Exercise details: Format the data below as a Markdown table with two columns, Row and Line. Give each non-blank line its own numbered row and leave out the blank lines.
++++++
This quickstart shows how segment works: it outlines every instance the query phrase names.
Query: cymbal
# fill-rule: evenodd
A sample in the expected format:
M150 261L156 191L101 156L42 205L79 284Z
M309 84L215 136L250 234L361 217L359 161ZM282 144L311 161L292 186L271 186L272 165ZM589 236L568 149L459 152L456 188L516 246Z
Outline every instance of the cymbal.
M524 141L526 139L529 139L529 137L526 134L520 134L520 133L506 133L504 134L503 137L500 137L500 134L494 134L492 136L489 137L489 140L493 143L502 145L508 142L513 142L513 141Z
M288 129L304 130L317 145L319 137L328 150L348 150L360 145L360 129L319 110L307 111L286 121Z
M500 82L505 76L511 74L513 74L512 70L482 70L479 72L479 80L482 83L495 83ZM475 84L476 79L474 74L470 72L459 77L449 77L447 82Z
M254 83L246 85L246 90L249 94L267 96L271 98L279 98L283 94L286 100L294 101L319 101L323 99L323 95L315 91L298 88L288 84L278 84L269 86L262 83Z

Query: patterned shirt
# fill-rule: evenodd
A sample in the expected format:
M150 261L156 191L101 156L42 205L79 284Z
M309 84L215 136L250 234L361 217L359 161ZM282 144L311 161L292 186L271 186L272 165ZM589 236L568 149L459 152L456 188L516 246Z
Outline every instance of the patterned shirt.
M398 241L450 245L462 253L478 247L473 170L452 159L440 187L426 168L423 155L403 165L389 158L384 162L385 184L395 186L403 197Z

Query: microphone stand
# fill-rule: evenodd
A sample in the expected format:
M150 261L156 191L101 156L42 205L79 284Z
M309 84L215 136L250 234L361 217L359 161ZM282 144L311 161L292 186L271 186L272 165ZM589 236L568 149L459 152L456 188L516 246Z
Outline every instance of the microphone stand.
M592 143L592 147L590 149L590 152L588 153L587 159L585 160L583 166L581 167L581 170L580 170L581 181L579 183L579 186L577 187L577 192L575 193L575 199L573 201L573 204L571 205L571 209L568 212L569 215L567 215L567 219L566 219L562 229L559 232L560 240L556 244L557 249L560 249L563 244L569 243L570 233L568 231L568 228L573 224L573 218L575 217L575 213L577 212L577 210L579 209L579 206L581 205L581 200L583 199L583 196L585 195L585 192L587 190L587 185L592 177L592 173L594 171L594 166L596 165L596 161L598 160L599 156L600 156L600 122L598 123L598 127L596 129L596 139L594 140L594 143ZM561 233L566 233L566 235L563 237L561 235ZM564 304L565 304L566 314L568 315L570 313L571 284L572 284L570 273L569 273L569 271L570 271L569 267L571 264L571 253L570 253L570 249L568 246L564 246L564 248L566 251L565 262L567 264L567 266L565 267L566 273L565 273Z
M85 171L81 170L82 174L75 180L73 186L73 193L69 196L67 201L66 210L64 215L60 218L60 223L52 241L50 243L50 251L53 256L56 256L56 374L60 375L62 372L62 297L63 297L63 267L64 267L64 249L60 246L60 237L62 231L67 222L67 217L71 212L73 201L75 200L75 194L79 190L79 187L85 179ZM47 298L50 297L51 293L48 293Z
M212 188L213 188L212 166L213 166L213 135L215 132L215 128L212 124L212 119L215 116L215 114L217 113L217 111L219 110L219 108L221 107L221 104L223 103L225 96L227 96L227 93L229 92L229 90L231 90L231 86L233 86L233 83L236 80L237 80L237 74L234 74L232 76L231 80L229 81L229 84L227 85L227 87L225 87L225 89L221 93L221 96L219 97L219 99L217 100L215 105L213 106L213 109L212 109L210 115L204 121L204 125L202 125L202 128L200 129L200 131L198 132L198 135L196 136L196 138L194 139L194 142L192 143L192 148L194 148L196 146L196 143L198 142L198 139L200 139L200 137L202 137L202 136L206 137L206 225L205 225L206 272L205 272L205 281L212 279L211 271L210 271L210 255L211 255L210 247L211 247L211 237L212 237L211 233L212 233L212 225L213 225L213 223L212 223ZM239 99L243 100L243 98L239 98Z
++++++
Written reply:
| Row | Line |
|---|---|
| 1 | This quickstart shows how segment works: it outlines every instance the query phrase names. |
| 2 | Query: cymbal |
| 3 | # fill-rule: evenodd |
| 4 | A sample in the expected format: |
| 5 | M150 261L156 191L101 156L42 205L79 284Z |
| 6 | M309 84L215 136L250 234L361 217L359 161ZM282 144L311 161L292 186L271 186L272 165ZM589 236L568 149L459 152L456 188L516 246Z |
| 7 | Outline every instance of the cymbal. |
| 8 | M524 141L526 139L529 139L529 137L526 134L520 134L520 133L506 133L504 134L503 137L500 137L500 134L494 134L492 136L489 137L489 140L493 143L502 145L508 142L513 142L513 141Z |
| 9 | M288 129L304 130L317 145L319 137L328 150L348 150L360 145L360 129L319 110L307 111L286 121Z |
| 10 | M500 82L505 76L511 74L513 74L512 70L482 70L479 72L479 80L482 83L495 83ZM475 84L476 79L474 74L470 72L459 77L449 77L447 82Z |
| 11 | M254 83L246 85L246 90L249 94L267 96L271 98L279 98L283 94L286 100L294 101L319 101L323 99L323 95L315 91L298 88L288 84L278 84L269 86L262 83Z |
| 12 | Query: patterned shirt |
| 13 | # fill-rule: evenodd |
| 14 | A sample in the expected format: |
| 15 | M150 261L156 191L101 156L42 205L79 284Z |
| 16 | M309 84L215 136L250 234L361 217L359 161ZM282 144L311 161L292 186L271 186L272 165ZM589 236L568 149L459 152L456 188L516 246Z |
| 17 | Outline every instance of the patterned shirt. |
| 18 | M398 241L450 245L462 253L478 247L473 170L452 159L440 187L426 168L423 155L403 165L389 158L384 162L385 184L395 186L403 197Z |
| 19 | Query: microphone stand |
| 20 | # fill-rule: evenodd |
| 21 | A sample in the expected format: |
| 22 | M150 261L156 191L101 156L42 205L79 284Z |
| 23 | M309 84L215 136L250 234L361 217L359 161ZM282 144L311 161L292 186L271 186L272 165ZM589 236L568 149L459 152L456 188L516 246Z |
| 24 | Outline every instance of the microphone stand. |
| 25 | M592 143L592 147L590 149L590 152L588 153L587 159L585 160L583 166L581 167L581 170L580 170L581 181L579 183L579 186L577 187L577 192L575 193L575 199L573 201L573 204L571 205L571 209L568 212L569 215L567 215L567 219L566 219L562 229L559 232L560 240L556 244L557 249L560 249L563 244L569 243L570 233L568 231L568 228L573 224L573 218L575 217L575 213L577 212L577 210L579 209L579 206L581 205L581 200L583 199L583 196L585 195L585 192L587 190L587 185L592 177L592 173L594 171L594 166L596 165L596 161L598 160L599 156L600 156L600 122L598 123L598 127L596 129L596 139L594 140L594 143ZM561 233L566 233L566 235L563 237L561 235ZM564 304L565 304L566 314L568 315L570 313L571 284L572 284L570 273L569 273L569 271L570 271L569 267L571 264L571 253L570 253L570 249L568 246L564 246L564 248L566 251L565 262L567 264L567 266L565 267L566 273L565 273Z |
| 26 | M85 171L81 170L82 174L75 180L73 186L73 193L69 196L67 201L66 210L64 215L60 218L60 223L52 241L50 243L50 251L53 256L56 256L56 374L60 375L62 372L62 297L63 297L63 267L64 267L64 249L60 246L60 237L62 231L67 222L67 217L71 212L73 201L75 200L75 194L79 190L79 187L85 179ZM47 298L50 297L51 293L48 293Z |
| 27 | M212 188L213 188L212 166L213 166L213 135L215 132L215 128L212 124L212 119L215 116L215 114L217 113L217 111L219 110L219 108L221 107L221 104L223 103L225 96L227 96L227 93L229 92L229 90L231 90L231 86L233 86L233 83L236 80L237 80L237 74L234 74L232 76L231 80L229 81L229 84L227 85L227 87L225 87L225 89L221 93L221 96L219 97L219 99L217 100L215 105L213 106L213 109L212 109L210 115L204 121L204 125L202 125L202 128L200 129L200 131L198 132L198 135L196 136L196 138L194 139L194 142L192 143L192 148L194 148L196 146L196 143L198 142L198 139L200 139L200 137L202 137L202 136L206 137L206 225L205 225L206 272L205 272L205 281L212 279L211 271L210 271L210 255L211 255L210 247L211 247L211 237L212 237L211 233L212 233L212 225L213 225L213 223L212 223ZM239 99L243 100L243 98L239 98Z |